>> Start MATERIAL PROVIDED
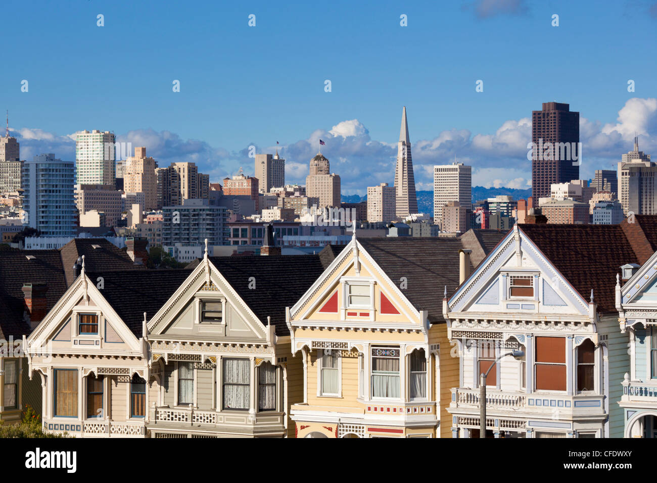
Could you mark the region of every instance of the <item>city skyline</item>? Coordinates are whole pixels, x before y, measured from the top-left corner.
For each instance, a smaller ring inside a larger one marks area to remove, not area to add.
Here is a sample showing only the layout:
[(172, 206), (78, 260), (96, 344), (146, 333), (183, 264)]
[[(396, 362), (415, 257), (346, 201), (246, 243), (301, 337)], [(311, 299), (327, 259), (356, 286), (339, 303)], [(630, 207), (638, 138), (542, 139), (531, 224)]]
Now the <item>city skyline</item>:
>> End MATERIAL PROVIDED
>> Start MATERIAL PROVIDED
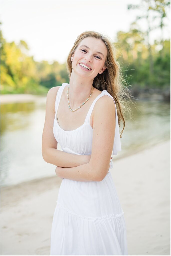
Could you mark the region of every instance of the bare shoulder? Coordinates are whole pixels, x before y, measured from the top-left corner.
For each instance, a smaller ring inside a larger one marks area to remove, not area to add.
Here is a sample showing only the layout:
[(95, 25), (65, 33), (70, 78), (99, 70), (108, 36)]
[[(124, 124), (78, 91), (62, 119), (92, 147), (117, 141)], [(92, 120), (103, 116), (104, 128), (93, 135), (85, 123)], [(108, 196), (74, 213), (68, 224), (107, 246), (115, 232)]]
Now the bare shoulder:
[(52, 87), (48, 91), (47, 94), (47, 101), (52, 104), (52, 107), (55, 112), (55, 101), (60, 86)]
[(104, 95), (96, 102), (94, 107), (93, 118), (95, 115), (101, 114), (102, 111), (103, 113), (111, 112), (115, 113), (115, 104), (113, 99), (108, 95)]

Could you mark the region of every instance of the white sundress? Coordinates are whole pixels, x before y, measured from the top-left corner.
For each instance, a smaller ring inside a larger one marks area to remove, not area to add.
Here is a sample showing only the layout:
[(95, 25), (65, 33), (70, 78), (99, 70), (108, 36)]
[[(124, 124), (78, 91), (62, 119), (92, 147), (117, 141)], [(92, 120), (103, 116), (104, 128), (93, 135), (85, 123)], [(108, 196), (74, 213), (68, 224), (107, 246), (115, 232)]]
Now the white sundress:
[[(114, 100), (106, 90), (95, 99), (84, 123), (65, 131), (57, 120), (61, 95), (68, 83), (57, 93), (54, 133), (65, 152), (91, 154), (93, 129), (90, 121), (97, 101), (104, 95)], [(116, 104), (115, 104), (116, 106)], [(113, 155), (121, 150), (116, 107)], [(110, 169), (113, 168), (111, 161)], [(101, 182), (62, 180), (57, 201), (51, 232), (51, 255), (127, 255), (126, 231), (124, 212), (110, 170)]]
>> End MATERIAL PROVIDED
## SET PROBLEM
Rewrite the stretch from the line that contains "Could you mark the region of every instance of the <item>city" through the line that contains "Now the <item>city", putting "harbor skyline" wherever "city skyline" appears and keeping everything else the same. Give only those lines.

## REPLY
Could you mark the region of every instance of the <item>harbor skyline</item>? Coordinates are whole pixels, x before y, measured from the top-left corner.
For each instance, a smaller ring inside a larger one marks area to remove, not area to add.
Here is a sample showing only the layout:
[(172, 206), (78, 260), (96, 344), (146, 333), (183, 264)]
[[(396, 362), (415, 257), (346, 201), (246, 243), (301, 337)], [(311, 299), (327, 259), (356, 286), (339, 303)], [(630, 207), (638, 138), (542, 139), (531, 224)]]
Now the <item>harbor skyline</item>:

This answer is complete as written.